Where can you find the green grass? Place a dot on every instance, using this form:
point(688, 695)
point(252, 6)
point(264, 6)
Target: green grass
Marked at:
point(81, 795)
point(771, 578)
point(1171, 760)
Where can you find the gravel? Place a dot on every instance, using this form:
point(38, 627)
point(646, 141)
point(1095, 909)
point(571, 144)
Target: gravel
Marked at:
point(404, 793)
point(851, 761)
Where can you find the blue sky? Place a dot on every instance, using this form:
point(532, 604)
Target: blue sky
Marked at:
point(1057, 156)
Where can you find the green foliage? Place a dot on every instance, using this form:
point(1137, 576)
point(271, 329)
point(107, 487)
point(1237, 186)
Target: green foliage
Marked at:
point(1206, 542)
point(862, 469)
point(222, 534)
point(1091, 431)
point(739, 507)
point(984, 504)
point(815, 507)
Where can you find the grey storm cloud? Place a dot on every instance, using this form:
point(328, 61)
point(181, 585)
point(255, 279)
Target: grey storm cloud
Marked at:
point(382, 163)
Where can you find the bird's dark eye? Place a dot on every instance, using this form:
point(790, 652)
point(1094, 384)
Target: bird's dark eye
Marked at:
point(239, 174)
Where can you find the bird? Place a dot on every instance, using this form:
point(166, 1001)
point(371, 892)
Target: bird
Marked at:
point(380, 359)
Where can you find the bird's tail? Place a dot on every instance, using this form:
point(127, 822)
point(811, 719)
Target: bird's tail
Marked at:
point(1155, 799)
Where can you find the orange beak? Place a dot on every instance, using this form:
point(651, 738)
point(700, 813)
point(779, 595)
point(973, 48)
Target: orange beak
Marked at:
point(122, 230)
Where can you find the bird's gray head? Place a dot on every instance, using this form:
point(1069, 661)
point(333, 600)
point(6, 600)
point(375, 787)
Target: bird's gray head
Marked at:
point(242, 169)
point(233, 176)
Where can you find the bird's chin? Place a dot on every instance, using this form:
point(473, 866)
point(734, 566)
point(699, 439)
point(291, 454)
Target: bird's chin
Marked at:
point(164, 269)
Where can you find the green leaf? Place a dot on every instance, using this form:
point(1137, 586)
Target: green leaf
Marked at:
________
→ **YOUR ASSIGNMENT**
The reply is to be an exact repeat of the records above.

→ **EXERCISE ANSWER**
Where can you find the green grass? Place a dot on every instance, using this form:
point(688, 695)
point(252, 6)
point(264, 6)
Target: green grass
Marked at:
point(81, 795)
point(771, 578)
point(1171, 760)
Where can you find the gravel? Place a dot on every instance, using this form:
point(38, 627)
point(646, 141)
point(1095, 909)
point(571, 144)
Target: gravel
Marked at:
point(404, 793)
point(851, 761)
Where can you find the blue sky? Place a dot on every instance, using this form:
point(532, 604)
Target: blue sky
Marked at:
point(1057, 156)
Where can you find the green foliage? Place a dot on every instance, using this form:
point(1137, 576)
point(271, 329)
point(107, 487)
point(1237, 186)
Target: green foliage
Marked at:
point(1206, 542)
point(862, 469)
point(222, 534)
point(1091, 431)
point(739, 507)
point(984, 504)
point(815, 507)
Where can you find the grey storm cloud? Place a dot on every instance, using this form:
point(328, 61)
point(181, 585)
point(255, 279)
Target: grey storm cloud
Marked at:
point(382, 163)
Where can you find the bird's dark eye? Place a dot on every instance, using this form:
point(790, 652)
point(1094, 384)
Target: bird's dark eye
Marked at:
point(239, 174)
Where can you find the bird? Place a dot on every instance, using this form:
point(166, 1001)
point(371, 892)
Target: bird
Marked at:
point(380, 359)
Where can you find the bird's tail? Place a dot on every instance, using this form:
point(127, 822)
point(811, 719)
Target: bird's tail
Marked at:
point(1155, 799)
Where can you find the orange beak? Place a dot on every instance, using this form:
point(651, 738)
point(700, 813)
point(779, 595)
point(973, 48)
Target: orange beak
Marked at:
point(122, 230)
Where can you find the bird's gray head? Place a dot on every instance, using this form:
point(1069, 661)
point(333, 600)
point(6, 600)
point(375, 787)
Target: bird's gray head
Marked at:
point(242, 169)
point(233, 176)
Where can you find the bird's chin? Place a dot on every instance, using this form:
point(473, 866)
point(734, 566)
point(699, 439)
point(291, 454)
Target: bird's chin
Marked at:
point(164, 269)
Where can you find the green leaf? Place a dot on every instance, using this form:
point(1137, 586)
Target: green leaf
Marked at:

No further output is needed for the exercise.